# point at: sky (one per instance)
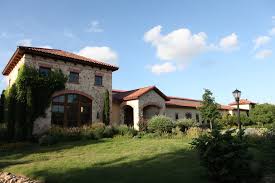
(180, 46)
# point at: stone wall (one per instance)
(171, 112)
(151, 99)
(13, 74)
(86, 83)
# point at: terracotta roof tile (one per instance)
(181, 98)
(120, 95)
(242, 102)
(56, 54)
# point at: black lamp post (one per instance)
(237, 96)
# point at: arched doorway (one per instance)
(128, 115)
(71, 110)
(149, 111)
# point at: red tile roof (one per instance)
(181, 98)
(120, 95)
(242, 102)
(55, 54)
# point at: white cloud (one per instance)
(94, 27)
(260, 41)
(263, 54)
(104, 54)
(163, 68)
(179, 45)
(3, 35)
(24, 42)
(68, 34)
(229, 43)
(272, 32)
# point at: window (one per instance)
(98, 80)
(44, 71)
(71, 110)
(176, 116)
(197, 118)
(188, 115)
(74, 77)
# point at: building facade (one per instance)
(81, 102)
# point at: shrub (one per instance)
(185, 124)
(229, 120)
(124, 130)
(108, 132)
(263, 114)
(160, 124)
(98, 130)
(177, 131)
(142, 125)
(194, 132)
(226, 157)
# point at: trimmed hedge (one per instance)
(160, 124)
(95, 131)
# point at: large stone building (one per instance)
(82, 100)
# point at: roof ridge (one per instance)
(30, 47)
(183, 98)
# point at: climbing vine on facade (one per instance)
(28, 98)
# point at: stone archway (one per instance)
(149, 111)
(128, 112)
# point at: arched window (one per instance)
(197, 118)
(71, 110)
(188, 115)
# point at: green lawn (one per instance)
(108, 160)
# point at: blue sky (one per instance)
(180, 46)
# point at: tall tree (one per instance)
(2, 107)
(106, 108)
(209, 108)
(263, 114)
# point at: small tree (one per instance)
(263, 114)
(209, 109)
(106, 108)
(2, 107)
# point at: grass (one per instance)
(109, 160)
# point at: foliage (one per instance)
(109, 132)
(209, 109)
(106, 108)
(263, 114)
(98, 130)
(3, 132)
(195, 132)
(160, 124)
(2, 108)
(226, 157)
(124, 130)
(28, 99)
(185, 124)
(231, 120)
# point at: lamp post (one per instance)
(237, 95)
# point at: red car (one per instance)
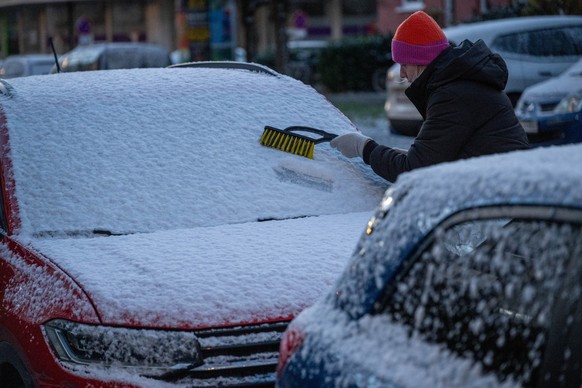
(148, 239)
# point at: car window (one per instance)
(128, 58)
(40, 68)
(81, 59)
(565, 41)
(13, 69)
(492, 298)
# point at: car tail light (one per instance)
(291, 341)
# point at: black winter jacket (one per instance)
(466, 113)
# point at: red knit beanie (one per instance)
(418, 40)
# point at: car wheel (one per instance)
(13, 373)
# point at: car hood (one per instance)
(201, 277)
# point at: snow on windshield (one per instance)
(158, 149)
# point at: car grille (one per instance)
(244, 356)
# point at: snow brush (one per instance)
(289, 141)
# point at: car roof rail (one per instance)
(6, 89)
(229, 65)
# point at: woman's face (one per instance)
(411, 72)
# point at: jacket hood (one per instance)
(471, 62)
(468, 61)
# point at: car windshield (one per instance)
(123, 151)
(492, 302)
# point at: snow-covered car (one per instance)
(148, 238)
(468, 275)
(535, 48)
(551, 111)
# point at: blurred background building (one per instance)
(213, 29)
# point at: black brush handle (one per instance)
(325, 136)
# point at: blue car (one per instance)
(551, 111)
(468, 274)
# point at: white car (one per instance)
(25, 65)
(148, 237)
(551, 111)
(535, 48)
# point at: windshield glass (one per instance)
(152, 149)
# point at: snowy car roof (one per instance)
(157, 149)
(423, 198)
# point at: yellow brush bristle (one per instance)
(287, 142)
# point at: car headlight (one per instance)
(570, 104)
(152, 351)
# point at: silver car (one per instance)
(25, 65)
(535, 48)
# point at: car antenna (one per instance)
(55, 54)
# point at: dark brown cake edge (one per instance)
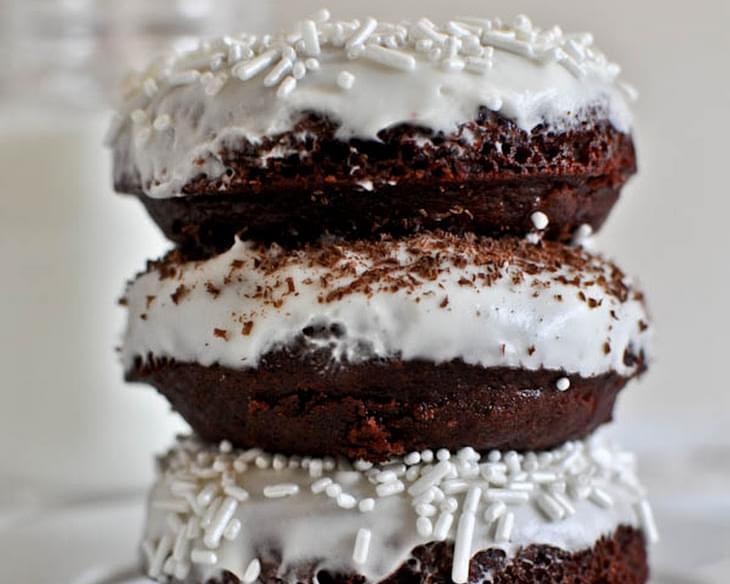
(305, 404)
(488, 177)
(618, 558)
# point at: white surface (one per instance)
(95, 542)
(311, 524)
(365, 97)
(68, 423)
(513, 320)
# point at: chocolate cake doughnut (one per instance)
(363, 128)
(577, 514)
(374, 348)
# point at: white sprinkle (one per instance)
(412, 458)
(521, 486)
(162, 122)
(346, 501)
(287, 86)
(299, 70)
(249, 69)
(503, 532)
(164, 547)
(471, 501)
(390, 58)
(362, 465)
(425, 510)
(207, 557)
(494, 511)
(363, 33)
(220, 520)
(477, 65)
(174, 522)
(183, 78)
(601, 498)
(312, 64)
(277, 73)
(424, 527)
(235, 53)
(280, 490)
(150, 87)
(462, 547)
(172, 505)
(646, 517)
(315, 468)
(549, 506)
(310, 37)
(386, 476)
(454, 486)
(192, 529)
(564, 502)
(206, 494)
(507, 496)
(322, 15)
(252, 571)
(563, 384)
(333, 491)
(453, 65)
(182, 543)
(362, 546)
(114, 128)
(169, 567)
(539, 220)
(232, 529)
(431, 478)
(216, 84)
(148, 548)
(138, 117)
(391, 488)
(263, 461)
(345, 80)
(582, 235)
(512, 460)
(412, 473)
(449, 504)
(320, 485)
(425, 28)
(182, 570)
(366, 505)
(443, 526)
(542, 476)
(279, 462)
(631, 92)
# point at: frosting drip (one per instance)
(217, 509)
(494, 303)
(367, 76)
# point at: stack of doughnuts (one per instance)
(381, 317)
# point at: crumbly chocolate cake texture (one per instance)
(381, 316)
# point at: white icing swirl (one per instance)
(235, 308)
(214, 510)
(185, 108)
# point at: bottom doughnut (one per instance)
(219, 515)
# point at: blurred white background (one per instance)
(70, 427)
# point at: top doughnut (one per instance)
(365, 127)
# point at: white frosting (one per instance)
(591, 488)
(521, 320)
(186, 107)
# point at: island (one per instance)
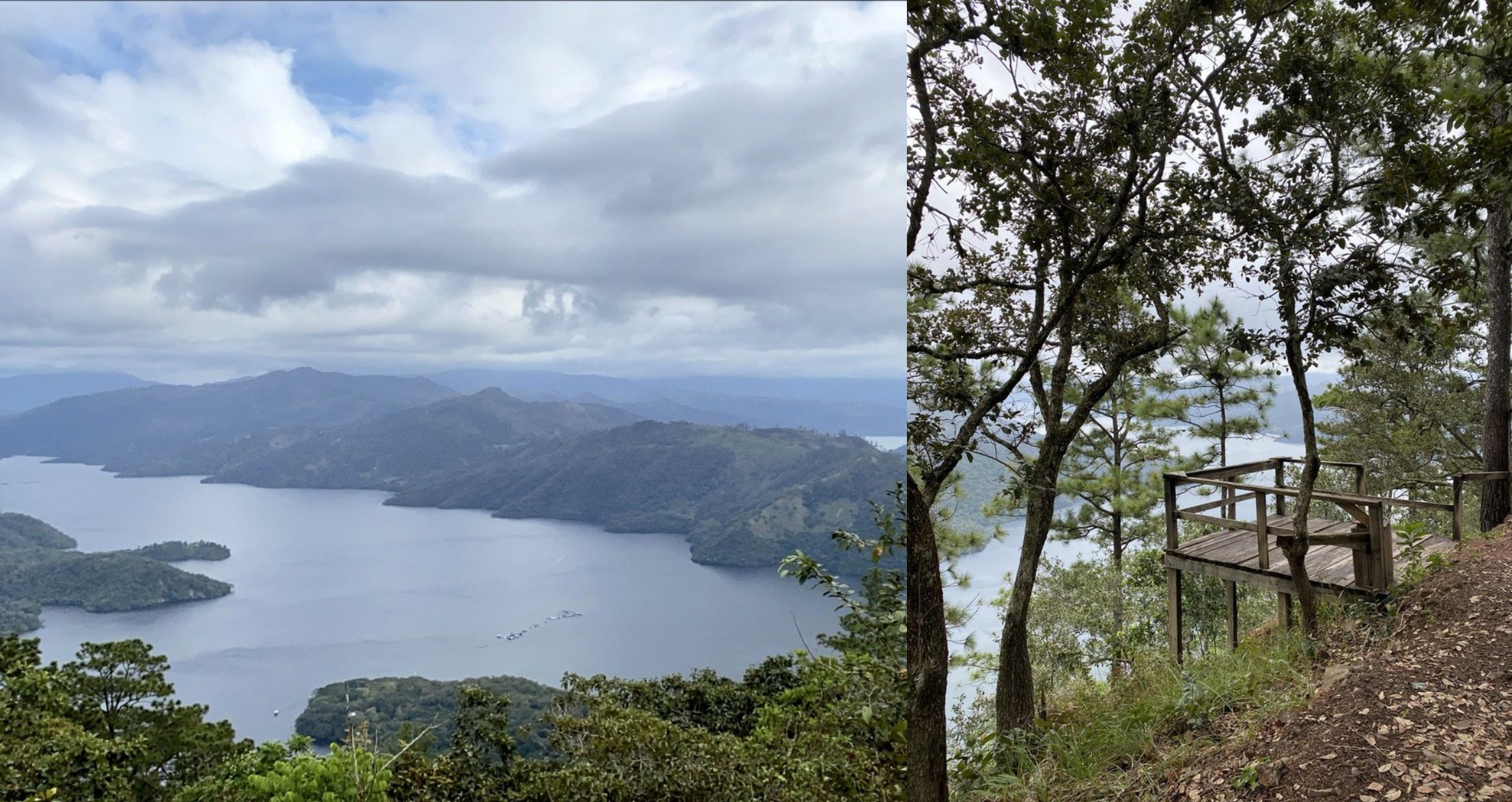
(41, 565)
(180, 552)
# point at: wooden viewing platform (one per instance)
(1352, 558)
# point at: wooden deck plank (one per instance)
(1231, 555)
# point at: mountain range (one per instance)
(743, 496)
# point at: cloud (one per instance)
(702, 188)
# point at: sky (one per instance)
(203, 190)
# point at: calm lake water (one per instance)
(331, 585)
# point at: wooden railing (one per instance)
(1370, 536)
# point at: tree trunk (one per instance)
(1494, 434)
(1015, 695)
(1298, 552)
(929, 656)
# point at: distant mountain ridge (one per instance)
(421, 443)
(38, 565)
(179, 429)
(860, 407)
(743, 496)
(27, 392)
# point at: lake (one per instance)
(331, 585)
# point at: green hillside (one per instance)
(38, 565)
(391, 703)
(743, 496)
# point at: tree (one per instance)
(1069, 194)
(1474, 44)
(1222, 381)
(1115, 469)
(1331, 112)
(1408, 401)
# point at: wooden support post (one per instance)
(1174, 622)
(1233, 609)
(1171, 513)
(1281, 482)
(1457, 528)
(1261, 530)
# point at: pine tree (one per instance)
(1228, 392)
(1115, 470)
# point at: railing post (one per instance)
(1174, 624)
(1381, 538)
(1373, 565)
(1281, 482)
(1171, 513)
(1261, 530)
(1459, 491)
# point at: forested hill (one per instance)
(22, 393)
(422, 443)
(38, 565)
(391, 703)
(176, 429)
(743, 496)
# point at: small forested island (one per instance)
(398, 708)
(180, 550)
(40, 565)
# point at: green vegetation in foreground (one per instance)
(25, 532)
(1143, 722)
(395, 708)
(180, 550)
(741, 496)
(38, 565)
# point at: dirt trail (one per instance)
(1422, 716)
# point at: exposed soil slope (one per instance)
(1423, 715)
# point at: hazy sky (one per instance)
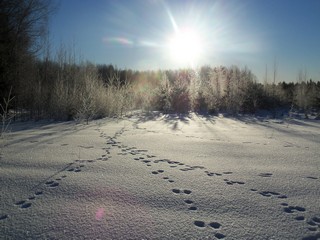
(139, 34)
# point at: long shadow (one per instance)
(264, 122)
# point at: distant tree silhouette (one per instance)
(23, 24)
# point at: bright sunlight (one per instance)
(185, 46)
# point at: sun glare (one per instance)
(185, 46)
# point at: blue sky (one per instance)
(135, 34)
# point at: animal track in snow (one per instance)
(157, 172)
(200, 224)
(178, 191)
(265, 174)
(3, 217)
(25, 205)
(229, 182)
(314, 178)
(271, 193)
(292, 209)
(219, 235)
(211, 174)
(52, 184)
(214, 225)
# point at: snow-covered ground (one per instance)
(162, 177)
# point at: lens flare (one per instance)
(100, 213)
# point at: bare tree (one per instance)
(23, 24)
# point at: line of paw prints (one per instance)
(213, 225)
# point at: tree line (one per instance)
(42, 85)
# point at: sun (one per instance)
(185, 46)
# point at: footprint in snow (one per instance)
(214, 225)
(178, 191)
(157, 172)
(52, 184)
(314, 224)
(271, 193)
(265, 174)
(313, 178)
(292, 209)
(3, 217)
(233, 182)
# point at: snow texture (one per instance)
(155, 176)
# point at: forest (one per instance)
(38, 84)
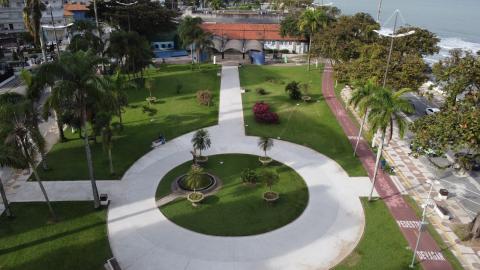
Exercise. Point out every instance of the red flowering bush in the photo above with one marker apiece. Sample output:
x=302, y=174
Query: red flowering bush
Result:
x=263, y=114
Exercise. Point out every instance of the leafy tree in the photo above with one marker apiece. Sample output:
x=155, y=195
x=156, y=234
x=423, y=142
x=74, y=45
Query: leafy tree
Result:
x=131, y=51
x=293, y=90
x=77, y=80
x=115, y=88
x=265, y=143
x=456, y=127
x=85, y=38
x=191, y=34
x=386, y=110
x=28, y=143
x=32, y=15
x=146, y=17
x=201, y=140
x=342, y=40
x=458, y=76
x=310, y=21
x=9, y=158
x=406, y=71
x=194, y=177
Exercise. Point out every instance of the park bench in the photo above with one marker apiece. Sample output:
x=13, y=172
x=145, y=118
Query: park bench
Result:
x=112, y=264
x=442, y=211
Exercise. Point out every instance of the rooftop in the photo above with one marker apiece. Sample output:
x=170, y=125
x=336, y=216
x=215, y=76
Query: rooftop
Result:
x=247, y=31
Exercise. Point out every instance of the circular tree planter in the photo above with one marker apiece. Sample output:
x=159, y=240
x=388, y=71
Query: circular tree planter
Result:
x=195, y=198
x=151, y=99
x=271, y=196
x=265, y=160
x=306, y=98
x=201, y=159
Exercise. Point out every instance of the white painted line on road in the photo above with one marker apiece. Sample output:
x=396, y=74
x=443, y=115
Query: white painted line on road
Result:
x=430, y=256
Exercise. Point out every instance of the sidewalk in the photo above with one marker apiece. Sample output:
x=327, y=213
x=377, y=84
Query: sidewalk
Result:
x=428, y=252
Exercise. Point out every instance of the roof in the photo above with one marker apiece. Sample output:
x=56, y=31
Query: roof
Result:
x=247, y=31
x=68, y=9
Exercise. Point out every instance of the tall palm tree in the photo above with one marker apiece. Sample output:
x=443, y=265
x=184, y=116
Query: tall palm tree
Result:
x=116, y=88
x=9, y=158
x=387, y=109
x=265, y=143
x=360, y=99
x=310, y=21
x=189, y=30
x=32, y=15
x=29, y=143
x=201, y=140
x=77, y=80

━━━━━━━━━━━━━━━━

• [Request]:
Your task is to extract the lines running from the one with "Exercise. Point out every instance of the sidewalk" to the end of the material, inclusive, copying each exactly and adding nothing.

• [Task response]:
Exercise. Point out every instance of the sidewalk in the photo above with one marker apiece. Sample output:
x=327, y=213
x=377, y=84
Query: sidewalk
Result:
x=428, y=252
Exercise. Point out every instance of the roof in the photo above with one marker apiece. Sample output:
x=56, y=31
Query: roof
Result:
x=247, y=31
x=68, y=9
Exercise. Point out every instance of the tall palm tree in the photo above with one marker apiece. Sample output:
x=443, y=265
x=184, y=116
Query: tall palm tree
Result:
x=116, y=88
x=9, y=158
x=387, y=109
x=265, y=143
x=360, y=99
x=310, y=21
x=189, y=30
x=32, y=15
x=29, y=143
x=201, y=140
x=77, y=80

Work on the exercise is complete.